Bien que ce domaine soit moins critiqué que les autres
en macroéconomie (Szarowska, 2010), on note toutefois quelques
divergences entre pro-keynésiens et pro-libéraux.
> La vision pro-keynésienne
Haavelmo(1945), énonce un résultat sous forme
de théorème : « si la fonction de consommation est
linéaire, et l'investissement total est constant, un impôt
égal à T qui est entièrement dépensé(en
biens et en services) augmente le revenu national brut d'un montant T et laisse
inchangé le revenu. » Ce théorème montre comment les
effets multiplicateurs d'un budget en équilibre tendent à
favoriser les politiques de relance par la dépense publique. Autrement
dit, même en maintenant un budget équilibré, une
augmentation des impôts se traduit par un accroissement de la richesse
nationale. Cependant, les compensations réalisées par la
dépense publique à la suite d'un prélèvement fiscal
du même montant ne sont pas automatiques. Il y a un décalage entre
l'amputation des revenus par un prélèvement fiscal au cours d'une
période et la dépense publique qui n'engendrera de nouveaux
revenus qu'au cours d'une période ultérieure (Harberler et al.
1946). Vingers (1957) approfondit ce point de vue et aboutit à la
conclusion que l'accroissement du revenu global brut n'est pas égal au
montant du prélèvement dès la première
période. Ce résultat n'est atteint qu'après un nombre
infini de périodes.

*Données enregistrées*.
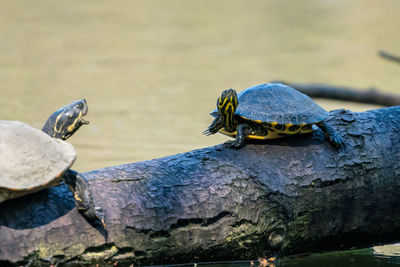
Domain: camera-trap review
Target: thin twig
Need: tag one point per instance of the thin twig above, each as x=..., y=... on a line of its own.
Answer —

*Énoncé proposé*.
Répondez aux questions suivantes d'après le texte fourni :
1. Quel auteur énonce, en 1945, un résultat sous forme de théorème ?
2. Selon Harberler et al. (1946), au cours de quelle période la dépense publique engendre-t-elle de nouveaux revenus ?
3. D'après la conclusion de Vingers (1957), après combien de périodes l'accroissement du revenu global brut devient-il égal au montant du prélèvement ?

*Résultat de l'exercice*.
1. Haavelmo.
2. Au cours d'une période ultérieure à celle du prélèvement fiscal.
3. Après un nombre infini de périodes.